A democratic political system with a high degree of freedom has fostered a generation of young people increasingly proud of their Taiwanese roots, creating a generational shift that is likely to become an increasing issue in the island’s future politics.

“It is fascinating how Taiwanese who were born even 10 years apart can have such different life experiences,” said Margaret Lewis, an expert on Taiwanese politics and a law professor at Seton Hall University in New Jersey. 

“People my age remember martial law and were old enough to vote in the first direct presidential election [in 1996]. People 10 years younger might have vague memories of authoritarian times, but they came of age in a free and democratic Taiwan,” 44-year-old Lewis added.

In a survey on changes in Taiwanese and Chinese identity among people on the island, National Chengchi University’s Election Study Center found that as of June 2019 about 57 percent of people identified as Taiwanese, while 37 percent said they were both Taiwanese and Chinese. Only 4 percent said they were Chinese while the rest chose not to answer.

Meanwhile, a survey from the Taiwan Foundation for Democracy found 82 percent of respondents aged between 20 and 29 were willing to defend Taiwan if “China uses force against Taiwan for unification”.

The Republic of China (ROC) was originally established in 1912 in mainland China. After being defeated by the communists in the civil war in 1949, however, its nationalist leaders relocated to Taiwan, where they set themselves up in power.

The victorious communist, meanwhile, set up the People’s Republic of China (PRC) and considers Taiwan part of its territory. It has not ruled out the use of force to incorporate it with the mainland. 

Not China

Another young person who backed Tsai was Cathy Chan, a 23-year-old master’s student at the National Taiwan University, who went home to Taoyuan in northern Taiwan so she could vote. 

“When studying in Japan, many people thought that Taiwan was China,” Chan told Al Jazeera, explaining some of the frustration she feels at others’ lack of knowledge about her homeland. 

“I want to confidently tell everyone that I am from Taiwan. And Taiwan is a beautiful democratic, free country.”

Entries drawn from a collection
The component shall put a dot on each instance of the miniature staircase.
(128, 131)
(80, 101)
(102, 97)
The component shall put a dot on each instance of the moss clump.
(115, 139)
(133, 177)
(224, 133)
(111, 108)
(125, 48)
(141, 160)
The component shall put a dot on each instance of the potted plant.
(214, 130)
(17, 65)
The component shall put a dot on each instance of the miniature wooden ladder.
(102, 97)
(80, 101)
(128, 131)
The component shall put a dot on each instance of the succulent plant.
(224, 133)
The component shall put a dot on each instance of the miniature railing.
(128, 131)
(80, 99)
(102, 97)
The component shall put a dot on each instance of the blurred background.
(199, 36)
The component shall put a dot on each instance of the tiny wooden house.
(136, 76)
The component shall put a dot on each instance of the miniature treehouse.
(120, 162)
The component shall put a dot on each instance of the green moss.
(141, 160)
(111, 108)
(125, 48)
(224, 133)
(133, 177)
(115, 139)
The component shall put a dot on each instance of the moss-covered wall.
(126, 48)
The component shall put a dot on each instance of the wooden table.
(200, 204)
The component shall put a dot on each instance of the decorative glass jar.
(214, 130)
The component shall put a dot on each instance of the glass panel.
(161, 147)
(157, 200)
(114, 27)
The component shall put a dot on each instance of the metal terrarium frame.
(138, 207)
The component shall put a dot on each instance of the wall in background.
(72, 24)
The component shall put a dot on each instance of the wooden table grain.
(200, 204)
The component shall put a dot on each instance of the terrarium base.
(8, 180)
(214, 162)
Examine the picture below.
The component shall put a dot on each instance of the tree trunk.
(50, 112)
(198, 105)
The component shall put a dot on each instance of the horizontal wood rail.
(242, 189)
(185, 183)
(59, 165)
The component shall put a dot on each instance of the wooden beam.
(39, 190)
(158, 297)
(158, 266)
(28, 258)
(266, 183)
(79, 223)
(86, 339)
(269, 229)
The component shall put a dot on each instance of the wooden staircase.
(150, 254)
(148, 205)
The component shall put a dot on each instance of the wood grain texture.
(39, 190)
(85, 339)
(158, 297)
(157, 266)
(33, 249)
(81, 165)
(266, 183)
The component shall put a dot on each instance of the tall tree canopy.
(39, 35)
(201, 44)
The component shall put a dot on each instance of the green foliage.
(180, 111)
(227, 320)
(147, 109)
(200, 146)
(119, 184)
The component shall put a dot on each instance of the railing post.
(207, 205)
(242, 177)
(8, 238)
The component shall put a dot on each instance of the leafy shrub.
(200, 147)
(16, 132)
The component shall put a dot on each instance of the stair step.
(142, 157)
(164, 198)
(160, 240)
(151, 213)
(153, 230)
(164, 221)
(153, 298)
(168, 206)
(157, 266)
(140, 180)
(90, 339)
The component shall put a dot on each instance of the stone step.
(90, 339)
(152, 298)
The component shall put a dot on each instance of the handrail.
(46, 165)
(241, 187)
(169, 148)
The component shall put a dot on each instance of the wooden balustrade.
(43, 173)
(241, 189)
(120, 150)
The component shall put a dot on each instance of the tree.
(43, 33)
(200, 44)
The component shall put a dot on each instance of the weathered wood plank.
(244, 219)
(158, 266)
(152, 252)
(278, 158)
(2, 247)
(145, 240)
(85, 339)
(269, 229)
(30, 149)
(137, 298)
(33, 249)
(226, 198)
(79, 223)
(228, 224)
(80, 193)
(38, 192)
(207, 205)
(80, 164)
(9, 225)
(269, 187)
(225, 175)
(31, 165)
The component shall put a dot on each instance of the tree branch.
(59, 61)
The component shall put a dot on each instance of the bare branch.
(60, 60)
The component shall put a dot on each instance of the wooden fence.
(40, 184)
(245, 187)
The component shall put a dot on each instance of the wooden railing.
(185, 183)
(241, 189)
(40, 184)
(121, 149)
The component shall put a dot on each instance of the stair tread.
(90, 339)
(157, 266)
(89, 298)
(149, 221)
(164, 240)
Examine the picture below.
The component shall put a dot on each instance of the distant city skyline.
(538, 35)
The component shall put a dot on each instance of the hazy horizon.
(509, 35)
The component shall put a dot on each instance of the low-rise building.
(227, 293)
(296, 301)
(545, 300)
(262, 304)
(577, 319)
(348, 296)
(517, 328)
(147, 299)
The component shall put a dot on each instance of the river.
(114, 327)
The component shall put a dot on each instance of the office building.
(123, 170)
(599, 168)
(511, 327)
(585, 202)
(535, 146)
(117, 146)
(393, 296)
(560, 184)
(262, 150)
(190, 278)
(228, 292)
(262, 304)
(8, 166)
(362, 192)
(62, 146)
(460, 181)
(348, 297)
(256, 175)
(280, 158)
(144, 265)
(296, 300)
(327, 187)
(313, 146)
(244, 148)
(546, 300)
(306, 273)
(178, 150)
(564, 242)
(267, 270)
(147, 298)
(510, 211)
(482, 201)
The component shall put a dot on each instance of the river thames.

= WHAT THE TASK ASKS =
In the article on Taiwanese identity, what share of respondents aged 20 to 29 in the Taiwan Foundation for Democracy survey were willing to defend Taiwan?

= THE RESPONSE =
82 percent